▶ **Records for processing**:
⁂

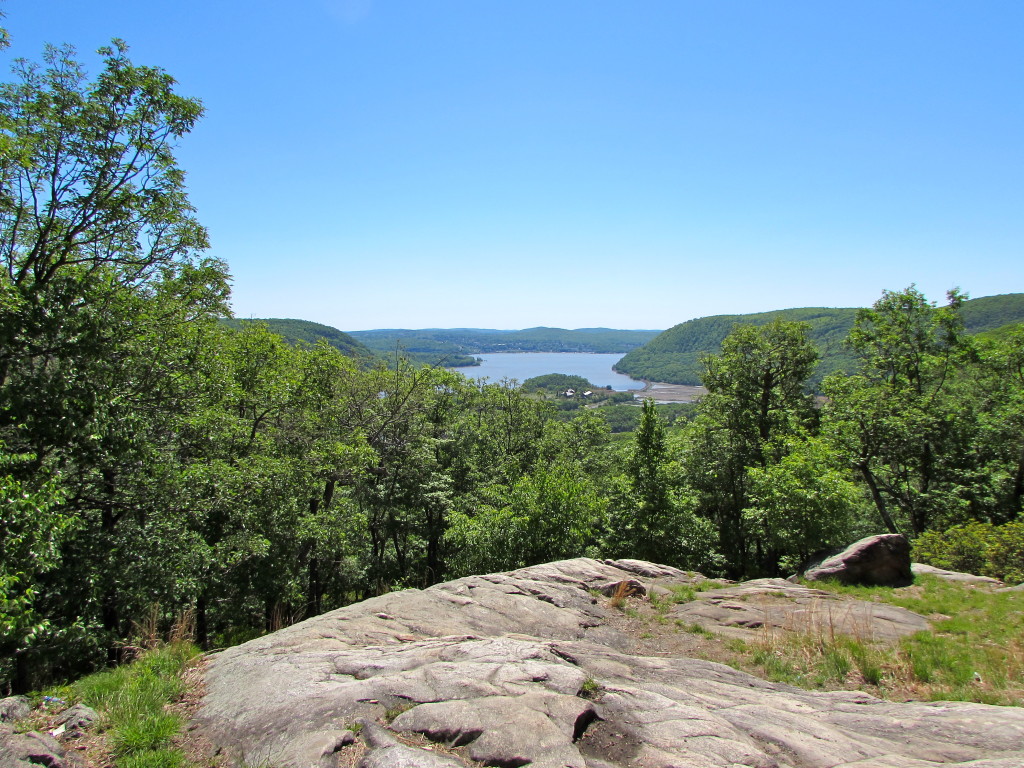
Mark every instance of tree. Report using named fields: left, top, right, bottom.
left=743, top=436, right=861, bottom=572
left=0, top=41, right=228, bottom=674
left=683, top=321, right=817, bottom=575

⁂

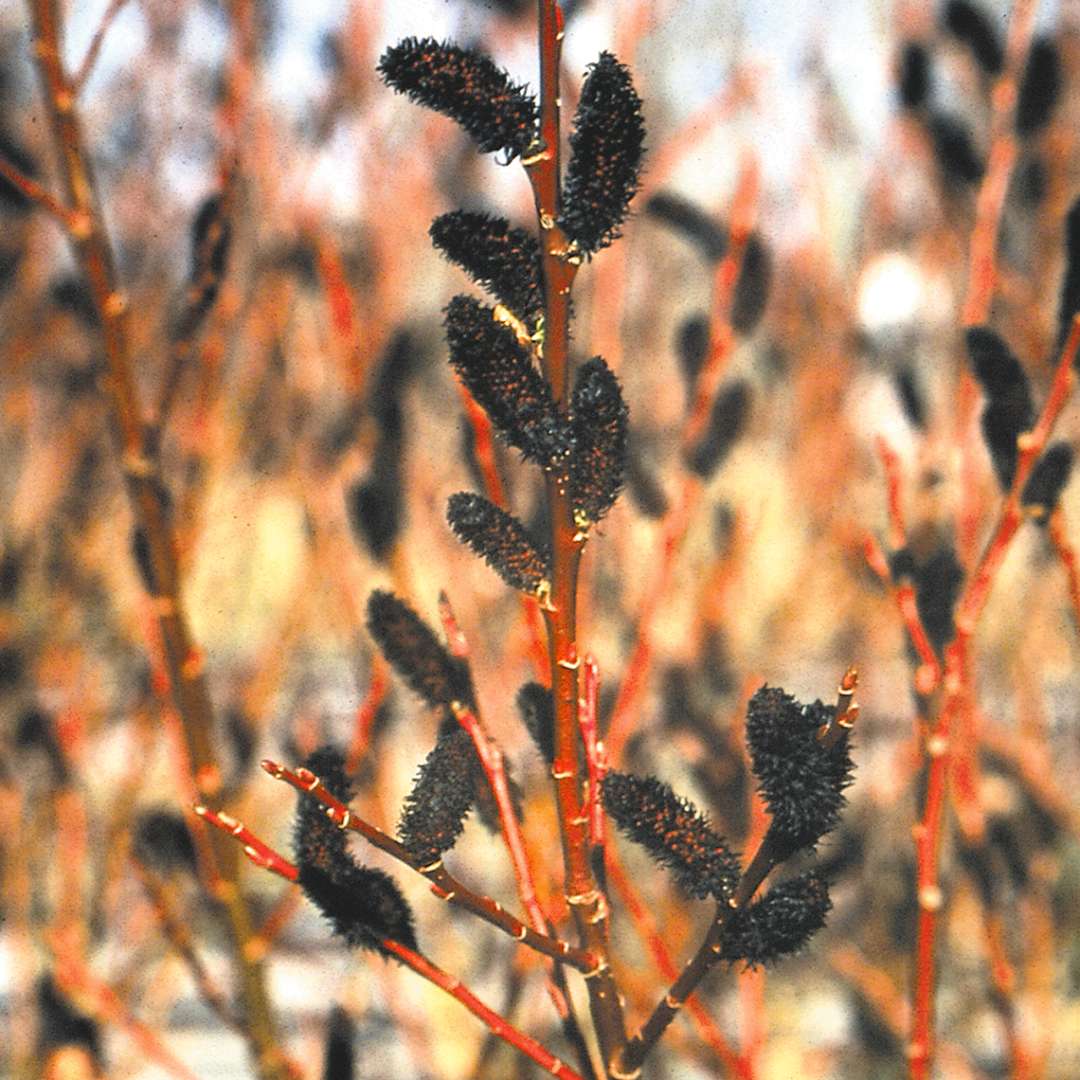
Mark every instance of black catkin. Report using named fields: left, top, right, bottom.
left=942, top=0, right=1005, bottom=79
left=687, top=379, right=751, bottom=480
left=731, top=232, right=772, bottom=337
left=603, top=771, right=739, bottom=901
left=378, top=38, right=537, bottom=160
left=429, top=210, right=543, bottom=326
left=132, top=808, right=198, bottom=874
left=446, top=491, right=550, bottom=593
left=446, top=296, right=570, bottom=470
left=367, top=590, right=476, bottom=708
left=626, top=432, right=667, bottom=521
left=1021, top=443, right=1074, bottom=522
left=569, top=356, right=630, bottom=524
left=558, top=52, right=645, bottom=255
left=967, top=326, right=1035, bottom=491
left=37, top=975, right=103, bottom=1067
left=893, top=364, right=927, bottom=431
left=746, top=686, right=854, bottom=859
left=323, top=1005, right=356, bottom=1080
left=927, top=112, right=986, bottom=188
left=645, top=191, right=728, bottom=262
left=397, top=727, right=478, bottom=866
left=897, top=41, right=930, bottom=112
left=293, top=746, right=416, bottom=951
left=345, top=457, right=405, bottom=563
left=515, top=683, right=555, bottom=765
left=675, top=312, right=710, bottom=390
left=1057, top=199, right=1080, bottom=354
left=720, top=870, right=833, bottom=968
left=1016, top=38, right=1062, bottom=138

⁂

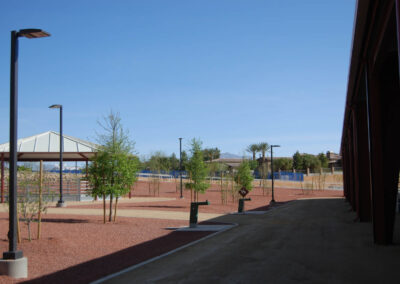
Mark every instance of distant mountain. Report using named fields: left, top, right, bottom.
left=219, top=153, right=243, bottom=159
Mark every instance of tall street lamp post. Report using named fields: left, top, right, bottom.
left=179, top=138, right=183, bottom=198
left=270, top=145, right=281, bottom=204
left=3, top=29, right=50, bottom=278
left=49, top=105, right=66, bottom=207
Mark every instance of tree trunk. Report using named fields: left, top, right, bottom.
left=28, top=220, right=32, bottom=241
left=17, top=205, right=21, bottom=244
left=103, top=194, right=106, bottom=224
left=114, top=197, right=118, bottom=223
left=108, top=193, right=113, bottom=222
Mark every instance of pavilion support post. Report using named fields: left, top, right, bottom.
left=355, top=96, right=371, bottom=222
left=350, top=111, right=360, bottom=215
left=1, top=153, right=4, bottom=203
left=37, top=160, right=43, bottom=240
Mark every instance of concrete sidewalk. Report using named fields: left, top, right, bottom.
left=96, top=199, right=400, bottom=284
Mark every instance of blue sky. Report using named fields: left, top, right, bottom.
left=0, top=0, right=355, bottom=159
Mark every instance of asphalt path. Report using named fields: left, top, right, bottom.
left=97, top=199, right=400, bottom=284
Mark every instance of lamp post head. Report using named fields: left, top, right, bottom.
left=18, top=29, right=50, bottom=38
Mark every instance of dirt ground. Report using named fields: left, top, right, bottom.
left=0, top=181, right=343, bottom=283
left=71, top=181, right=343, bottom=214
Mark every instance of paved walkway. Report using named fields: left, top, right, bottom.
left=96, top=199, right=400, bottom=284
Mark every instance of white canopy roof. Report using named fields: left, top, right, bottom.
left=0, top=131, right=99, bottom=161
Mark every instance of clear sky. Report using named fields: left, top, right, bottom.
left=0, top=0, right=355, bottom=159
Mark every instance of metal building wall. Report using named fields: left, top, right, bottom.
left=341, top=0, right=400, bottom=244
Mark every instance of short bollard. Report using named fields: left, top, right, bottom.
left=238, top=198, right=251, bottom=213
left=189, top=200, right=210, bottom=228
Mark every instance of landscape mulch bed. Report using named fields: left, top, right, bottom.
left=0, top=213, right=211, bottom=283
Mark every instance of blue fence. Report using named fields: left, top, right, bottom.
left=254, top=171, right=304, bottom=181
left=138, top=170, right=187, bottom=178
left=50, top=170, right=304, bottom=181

⁂

▶ **Exercise brief**: Copy the data from the line containing "Mark every instance of pavilion" down to the line containing "left=97, top=199, right=400, bottom=284", with both lines included. Multiply each bounding-box coordinate by 2.35 and round to whole numbers, with halves rounded up, leaving all other text unchanged.

▶ **Answer to this task**:
Mark every instance of pavilion support post. Report using named fields: left, top, right, bottom.
left=834, top=226, right=872, bottom=522
left=823, top=261, right=846, bottom=505
left=2, top=360, right=9, bottom=477
left=87, top=376, right=101, bottom=564
Mark every instance of concrete sidewalk. Report using named fields: left, top, right, bottom.
left=226, top=468, right=940, bottom=667
Mark every instance of blue sky. Report using named fields: left, top, right, bottom.
left=0, top=0, right=834, bottom=374
Mark every instance of asphalt path. Report using named fields: left, top, right, bottom.
left=228, top=468, right=940, bottom=667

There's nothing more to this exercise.